What you are asked to do> If a record holds a picture, omit the picture, but copy everything else below exactly.

Raw data>
——————————
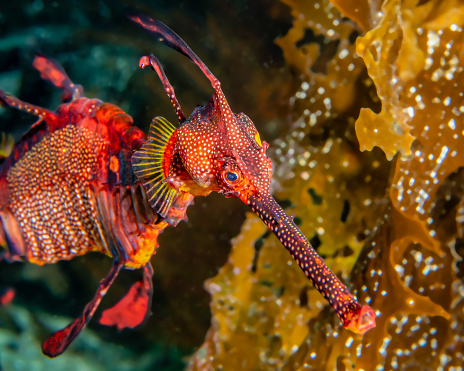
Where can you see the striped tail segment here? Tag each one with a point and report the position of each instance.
(152, 162)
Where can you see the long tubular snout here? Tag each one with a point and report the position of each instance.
(353, 316)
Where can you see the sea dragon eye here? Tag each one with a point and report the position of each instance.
(231, 176)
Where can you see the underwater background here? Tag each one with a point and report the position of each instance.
(362, 104)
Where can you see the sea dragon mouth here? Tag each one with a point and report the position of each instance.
(353, 316)
(236, 139)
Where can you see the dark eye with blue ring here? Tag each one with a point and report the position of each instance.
(231, 177)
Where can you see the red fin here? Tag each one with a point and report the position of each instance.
(60, 340)
(6, 296)
(50, 118)
(134, 308)
(52, 71)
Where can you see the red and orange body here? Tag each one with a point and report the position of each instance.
(67, 188)
(85, 179)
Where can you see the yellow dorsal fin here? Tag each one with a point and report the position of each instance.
(151, 165)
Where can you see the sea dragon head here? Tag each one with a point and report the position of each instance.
(217, 150)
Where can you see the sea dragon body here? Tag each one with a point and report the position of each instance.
(85, 179)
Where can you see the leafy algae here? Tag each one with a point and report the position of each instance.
(389, 221)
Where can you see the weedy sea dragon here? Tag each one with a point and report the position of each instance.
(85, 179)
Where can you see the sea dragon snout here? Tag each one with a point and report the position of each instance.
(217, 150)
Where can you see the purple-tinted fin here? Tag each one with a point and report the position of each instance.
(135, 307)
(57, 343)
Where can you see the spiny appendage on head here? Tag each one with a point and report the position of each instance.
(217, 148)
(222, 151)
(51, 71)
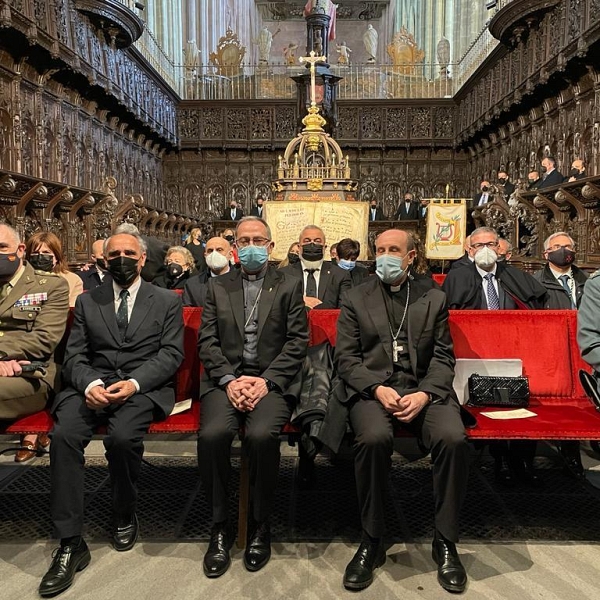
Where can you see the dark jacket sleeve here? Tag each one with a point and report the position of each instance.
(284, 368)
——————————
Solution for this exercise>
Where can you see the striped tail segment here? Tag each one with a point and report the position of each instance.
(152, 162)
Where can you see the long tubular snout here? Tag each one with a point and report the position of each instance.
(353, 316)
Where can you see the sea dragon eye here? Tag each one with a point and report the position of each instance.
(231, 176)
Where can you see the underwater background here? Tag each one with a point and report the position of each instance.
(362, 104)
Where can you see the sea dragon mouth here? Tag each one with a point and report the position of each instance.
(353, 316)
(236, 139)
Where can you see the dark eye with blue ring here? Tag each one with a point and report the position of each instance.
(231, 177)
Where can you see the red fin here? Tag each one with a point and report the position of each instance.
(60, 340)
(6, 296)
(50, 118)
(134, 308)
(52, 71)
Where can you see the red and orange body here? Tag each one with a point and report the position of each instance.
(67, 188)
(85, 179)
Where can you see the yellow dorsal fin here? Tag each one with a point and report the position of each instance.
(151, 165)
Where can you see the sea dragon head here? Tag each one with a point and report the position of each instance.
(217, 150)
Where can you see the sea dragon body here? Tag each one with a point and report the position of each instance.
(85, 179)
Where can you see the leafy algae here? Tag each one with a point and report the position of each instance.
(389, 221)
Where can you see the weedy sea dragon here? Tag each one with a point and report the position of each instance.
(85, 179)
Where can you see the sea dragon snout here? Tag each one with a point and report the position of each instance.
(217, 150)
Where can you see the purple-tinted fin here? Tag each one with a point and report the position of each instance.
(135, 307)
(57, 343)
Where can you see the spiny appendage on head here? Tag each one with a point and report the position of each instance.
(217, 148)
(222, 151)
(51, 71)
Where can you see the dark jacket sleeve here? Tag each one with a point and report the position of each instance.
(284, 368)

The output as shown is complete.